• _What you are asked to do_
Could you put every line of the listing below into a JSON list of strings, one string per line, with blank lines left out?

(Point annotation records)
══════════

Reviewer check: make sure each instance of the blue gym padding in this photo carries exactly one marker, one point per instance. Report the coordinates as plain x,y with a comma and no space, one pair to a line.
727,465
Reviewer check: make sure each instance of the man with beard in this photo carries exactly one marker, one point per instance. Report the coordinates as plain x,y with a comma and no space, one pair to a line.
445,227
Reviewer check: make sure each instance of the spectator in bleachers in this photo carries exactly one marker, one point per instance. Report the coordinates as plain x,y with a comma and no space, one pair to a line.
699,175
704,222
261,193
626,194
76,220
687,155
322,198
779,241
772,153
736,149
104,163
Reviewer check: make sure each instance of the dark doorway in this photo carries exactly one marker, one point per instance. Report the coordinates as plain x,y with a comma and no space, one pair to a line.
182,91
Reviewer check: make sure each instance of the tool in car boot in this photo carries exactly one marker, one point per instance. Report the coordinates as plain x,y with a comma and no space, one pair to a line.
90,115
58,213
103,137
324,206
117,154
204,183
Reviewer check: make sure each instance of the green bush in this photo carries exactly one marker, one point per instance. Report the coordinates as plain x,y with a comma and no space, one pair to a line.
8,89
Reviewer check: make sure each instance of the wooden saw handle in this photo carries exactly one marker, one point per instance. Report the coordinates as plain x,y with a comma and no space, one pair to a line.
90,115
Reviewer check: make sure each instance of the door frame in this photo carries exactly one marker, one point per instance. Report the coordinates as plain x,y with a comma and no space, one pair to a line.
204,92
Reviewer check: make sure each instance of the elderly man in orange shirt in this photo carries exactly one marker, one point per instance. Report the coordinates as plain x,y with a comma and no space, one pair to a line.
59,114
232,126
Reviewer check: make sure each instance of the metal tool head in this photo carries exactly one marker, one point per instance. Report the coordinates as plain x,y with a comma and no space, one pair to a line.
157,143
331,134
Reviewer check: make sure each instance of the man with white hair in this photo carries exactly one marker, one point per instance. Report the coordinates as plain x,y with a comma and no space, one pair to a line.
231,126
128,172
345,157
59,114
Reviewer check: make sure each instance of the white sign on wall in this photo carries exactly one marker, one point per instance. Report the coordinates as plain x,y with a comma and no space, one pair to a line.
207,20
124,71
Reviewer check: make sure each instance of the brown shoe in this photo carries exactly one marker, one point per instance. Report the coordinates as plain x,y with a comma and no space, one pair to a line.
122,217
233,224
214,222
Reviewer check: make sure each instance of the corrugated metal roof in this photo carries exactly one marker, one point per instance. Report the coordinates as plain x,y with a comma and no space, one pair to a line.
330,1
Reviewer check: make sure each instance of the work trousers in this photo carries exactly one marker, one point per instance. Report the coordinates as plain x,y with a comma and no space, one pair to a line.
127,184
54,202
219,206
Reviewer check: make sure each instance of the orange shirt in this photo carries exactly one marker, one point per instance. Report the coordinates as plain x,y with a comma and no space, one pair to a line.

══════════

• _Task answer_
[
  "Reviewer check: make sure each instance of the blue gym padding in this photo carries exactly one marker, one point per instance. Report the coordinates as plain x,y with a comma and no space, one pair to a line.",
  "727,465",
  "Reviewer check: make sure each instance of the man with beard in this photo carries exactly one marker, one point per instance. Report the coordinates as plain x,y with a comma and no space, one pair to a line.",
  "445,227",
  "Reviewer check: make sure each instance of the spectator in bleachers in this photo carries exactly one marker, one point per instance. Report the coordinates as plain x,y with a comma and no space, one pair to a line.",
  "699,175",
  "704,222",
  "261,193",
  "626,194",
  "76,220",
  "687,155",
  "322,198",
  "779,241",
  "772,153",
  "736,149",
  "104,163",
  "Reviewer check: make sure each instance of the dark doorway in this photo carries exactly one marker, one point per instance. Report the coordinates as plain x,y with a comma and no space, one pair to a line.",
  "182,91",
  "Reviewer check: make sure each instance of the tool in car boot in this photo carries exactly one marker, one point per instance. Report the coordinates as plain x,y with a comma and no space, one pair to a line.",
  "90,115",
  "58,213",
  "103,137",
  "324,206",
  "117,154",
  "204,183",
  "Reviewer check: make sure each instance of the green bush in this photo carries exactly one marker, one point per instance. Report the coordinates as plain x,y with a comma and no space, one pair to a line.",
  "8,89",
  "Reviewer check: make sure each instance of the wooden saw handle in this photo carries exactly one marker, one point per instance. Report the coordinates as plain x,y with a comma and no space, one pair to a line.",
  "90,115",
  "Reviewer check: make sure each instance of the door frame in this photo carries exactly one marker, one point per instance. Report the coordinates as plain x,y with a comma and no space, one pair to a line.",
  "204,92",
  "Reviewer check: make sure each instance of the elderly man in orange shirt in this photo carries exactly one marker, one point per instance. Report the coordinates as plain x,y with a comma and no space, one pair to a line.",
  "59,114",
  "232,126",
  "Reviewer check: make sure each instance of the metal tool head in this photo carries exactly one marker, one point per instance. Report the coordinates as plain x,y with a comma and no space, one pair to a line.",
  "157,143",
  "331,134",
  "Reviewer check: make sure each instance of the man with white hair in this photo carries exactly one marker, one point per instance. Report the coordinates as plain x,y with a comma and no space, one pair to a line.",
  "231,126",
  "128,172",
  "345,157",
  "59,114",
  "Reviewer check: make sure each instance of the white sign on wall in this photo carries exactly one marker, one point per instance. Report the coordinates as plain x,y with a comma and no space, one pair to a line.",
  "207,20",
  "124,71",
  "Reviewer check: make sure each instance of the brown shoe in this photo carries exactly one marker, one point per instance. Report the coordinates as plain x,y with a comma and no space, one pair to a line.",
  "122,217",
  "233,224",
  "214,222",
  "Reviewer check: make sure each instance of the corrugated metal roof in this photo carries exactly one marker, one point per instance. Report the coordinates as plain x,y with a comma and no space, one pair to a line.",
  "330,1",
  "Reviewer check: make sure each instance of the work trousers in this photo carries exactly one marker, one point per instance. Report the coordinates as plain x,y with a comma and no space, one pair to a line.",
  "127,184",
  "54,202",
  "219,206",
  "Reviewer check: make sure each instance of the orange shirt in this photo carries exactly one marker, one point per instance. Report the coordinates as plain x,y with a comma and no space, one pair to a line."
]